Set task 1: Rewrite the paragraph of the text on materials processing that begins "After a series of preliminary tests" as a short bulleted list, keeping its main facts.

Text segment:
Some experimental details are omitted to protect authorship rights and industrial secrets. Three silicoaluminate minerals were employed, labelled as MA, MB y MC; the MA was fired at 700°C and was labelled as MAc. Table 1 shows the chemical composition obtained by X-ray fluorescence spectroscopy (FRX), from which the differences in chemical composition among the silicoaluminate minerals were evident; MA shows high content of iron. The mineralogy of the raw materials was characterized by X-ray diffraction, the results are shown with the results in Figure 4 for reasons of space and for a better comparison and understanding of the results. The difference among MA and MAc was the disappearance of the reflections of kaolinite, although the other crystalline phases persisted after the firing at 700°C; on the other hand, MB and MC showed an amorphous hump in the 2theta position typical for silicoaluminates.

2.2 Processing of materials

After a series of preliminary tests carried out to determine a set of experimental parameters, 4 mixtures were prepared using the raw materials from Table 1; here the mixtures are made of MAc and any of the other 3 raw minerals. Table 2 lists the formulations prepared. The alkaline activators were chemical compounds of Na₂O·SiO₂·H₂O with weight ratios SiO₂/Na₂O lower than 2. The amounts of Na₂O used were similar to those commonly reported for CMC from the literature using calcined clays. The amount of water used was the minimum necessary to provide the mixtures a consistency useful for the conformation of green bodies ready for the subsequent processing stage.

Source data:
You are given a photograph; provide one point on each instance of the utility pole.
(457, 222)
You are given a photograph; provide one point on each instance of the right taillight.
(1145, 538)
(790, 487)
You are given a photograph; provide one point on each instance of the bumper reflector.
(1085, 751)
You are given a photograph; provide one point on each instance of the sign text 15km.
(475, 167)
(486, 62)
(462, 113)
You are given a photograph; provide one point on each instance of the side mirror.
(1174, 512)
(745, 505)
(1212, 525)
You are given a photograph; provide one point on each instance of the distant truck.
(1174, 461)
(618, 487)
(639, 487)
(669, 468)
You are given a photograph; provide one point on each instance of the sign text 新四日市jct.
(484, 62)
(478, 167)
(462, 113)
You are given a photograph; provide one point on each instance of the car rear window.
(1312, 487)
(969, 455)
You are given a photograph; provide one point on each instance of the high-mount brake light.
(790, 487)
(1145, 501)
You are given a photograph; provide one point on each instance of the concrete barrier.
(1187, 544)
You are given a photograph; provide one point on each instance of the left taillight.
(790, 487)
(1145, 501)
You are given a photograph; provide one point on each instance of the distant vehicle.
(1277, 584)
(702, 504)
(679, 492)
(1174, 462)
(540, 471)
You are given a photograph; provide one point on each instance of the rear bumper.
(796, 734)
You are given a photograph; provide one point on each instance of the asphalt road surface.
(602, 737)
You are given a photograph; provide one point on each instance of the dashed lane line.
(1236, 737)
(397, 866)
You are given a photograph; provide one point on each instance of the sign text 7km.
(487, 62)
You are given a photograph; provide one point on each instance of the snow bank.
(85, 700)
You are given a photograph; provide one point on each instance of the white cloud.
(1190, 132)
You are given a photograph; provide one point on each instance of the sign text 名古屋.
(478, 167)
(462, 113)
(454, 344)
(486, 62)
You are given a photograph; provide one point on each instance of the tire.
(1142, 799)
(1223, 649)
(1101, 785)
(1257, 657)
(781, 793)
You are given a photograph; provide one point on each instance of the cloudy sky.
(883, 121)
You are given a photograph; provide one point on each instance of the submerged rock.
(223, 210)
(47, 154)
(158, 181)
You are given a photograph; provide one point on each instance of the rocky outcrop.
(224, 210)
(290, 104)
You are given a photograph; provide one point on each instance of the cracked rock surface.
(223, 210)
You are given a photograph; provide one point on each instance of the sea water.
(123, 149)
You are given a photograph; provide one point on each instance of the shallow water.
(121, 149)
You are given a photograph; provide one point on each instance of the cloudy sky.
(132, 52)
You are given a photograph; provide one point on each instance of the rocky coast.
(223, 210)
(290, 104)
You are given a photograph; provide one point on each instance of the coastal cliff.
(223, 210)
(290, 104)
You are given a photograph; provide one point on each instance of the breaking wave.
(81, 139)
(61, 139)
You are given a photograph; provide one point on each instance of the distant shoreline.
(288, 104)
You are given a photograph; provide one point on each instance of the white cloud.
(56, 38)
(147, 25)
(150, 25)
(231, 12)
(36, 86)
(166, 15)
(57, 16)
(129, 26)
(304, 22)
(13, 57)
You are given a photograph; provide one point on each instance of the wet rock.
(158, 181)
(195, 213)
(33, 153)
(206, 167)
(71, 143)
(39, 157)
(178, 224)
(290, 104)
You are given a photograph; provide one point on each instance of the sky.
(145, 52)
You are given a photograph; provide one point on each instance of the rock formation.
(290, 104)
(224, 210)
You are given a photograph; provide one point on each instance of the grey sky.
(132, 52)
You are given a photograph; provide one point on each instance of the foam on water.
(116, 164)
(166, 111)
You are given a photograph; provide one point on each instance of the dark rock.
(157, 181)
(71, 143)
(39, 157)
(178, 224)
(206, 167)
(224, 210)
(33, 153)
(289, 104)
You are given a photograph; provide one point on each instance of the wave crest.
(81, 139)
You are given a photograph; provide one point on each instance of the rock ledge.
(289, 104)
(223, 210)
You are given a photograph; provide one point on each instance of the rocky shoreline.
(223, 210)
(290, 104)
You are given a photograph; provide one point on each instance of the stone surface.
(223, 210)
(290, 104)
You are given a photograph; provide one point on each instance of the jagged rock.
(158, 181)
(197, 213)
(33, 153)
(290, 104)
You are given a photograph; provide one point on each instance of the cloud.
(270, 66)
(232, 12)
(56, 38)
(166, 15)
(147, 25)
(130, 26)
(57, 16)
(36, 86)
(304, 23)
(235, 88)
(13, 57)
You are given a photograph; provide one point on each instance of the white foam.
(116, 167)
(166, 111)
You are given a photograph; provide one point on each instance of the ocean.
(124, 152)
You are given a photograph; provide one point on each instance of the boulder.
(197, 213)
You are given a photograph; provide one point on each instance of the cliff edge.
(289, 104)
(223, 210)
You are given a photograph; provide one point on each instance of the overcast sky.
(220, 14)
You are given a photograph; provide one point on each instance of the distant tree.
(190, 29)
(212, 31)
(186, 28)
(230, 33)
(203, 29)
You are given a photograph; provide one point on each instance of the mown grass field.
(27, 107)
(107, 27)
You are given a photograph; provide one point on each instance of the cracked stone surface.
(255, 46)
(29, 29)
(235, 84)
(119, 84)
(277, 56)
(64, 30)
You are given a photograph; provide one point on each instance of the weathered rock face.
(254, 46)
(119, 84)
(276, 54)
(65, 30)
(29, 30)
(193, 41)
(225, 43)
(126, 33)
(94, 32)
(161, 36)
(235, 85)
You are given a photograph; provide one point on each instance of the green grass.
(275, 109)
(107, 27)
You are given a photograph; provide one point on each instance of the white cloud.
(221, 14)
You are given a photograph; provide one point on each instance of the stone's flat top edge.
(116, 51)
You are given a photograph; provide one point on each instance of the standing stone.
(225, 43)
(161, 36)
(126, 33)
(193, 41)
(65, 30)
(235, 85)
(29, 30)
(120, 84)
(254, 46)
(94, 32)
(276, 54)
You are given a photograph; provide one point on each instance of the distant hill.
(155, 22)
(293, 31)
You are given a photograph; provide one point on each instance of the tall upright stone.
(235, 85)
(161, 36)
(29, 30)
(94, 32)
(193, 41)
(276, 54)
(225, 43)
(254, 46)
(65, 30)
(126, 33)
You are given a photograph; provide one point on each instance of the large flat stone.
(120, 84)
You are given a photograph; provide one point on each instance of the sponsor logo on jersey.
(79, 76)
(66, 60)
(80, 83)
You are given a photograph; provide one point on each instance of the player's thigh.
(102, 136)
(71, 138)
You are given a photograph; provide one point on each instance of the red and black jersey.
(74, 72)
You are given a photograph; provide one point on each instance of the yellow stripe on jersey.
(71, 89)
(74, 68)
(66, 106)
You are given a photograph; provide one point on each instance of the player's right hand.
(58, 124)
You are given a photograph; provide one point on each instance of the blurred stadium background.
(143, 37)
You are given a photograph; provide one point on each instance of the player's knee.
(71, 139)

Set task 2: Put the lines of the listing into a Markdown table with the columns Row and Line. Start with the line containing "stripe on jersey." and go through the last line of the listing, leaving out blank lines.

Task answer 1:
- Preliminary tests set the experimental parameters.
- Four mixtures were made from the Table 1 raw materials. Each combined MAc with one of the other three minerals, and Table 2 lists the formulations.
- The alkaline activators were Na₂O·SiO₂·H₂O compounds with SiO₂/Na₂O weight ratios below 2.
- The Na₂O amounts were similar to those reported in the literature for CMC made with calcined clays.
- Only the minimum water needed to form workable green bodies for the next processing stage was used.

Task answer 2:
| Row | Line |
|---|---|
| 1 | You are given a photograph; provide one point on each instance of the yellow stripe on jersey. |
| 2 | (71, 89) |
| 3 | (74, 68) |
| 4 | (66, 106) |
| 5 | You are given a photograph; provide one point on each instance of the player's right hand. |
| 6 | (58, 124) |
| 7 | You are given a photograph; provide one point on each instance of the blurred stadium background. |
| 8 | (143, 37) |
| 9 | You are given a photograph; provide one point on each instance of the player's knee. |
| 10 | (71, 139) |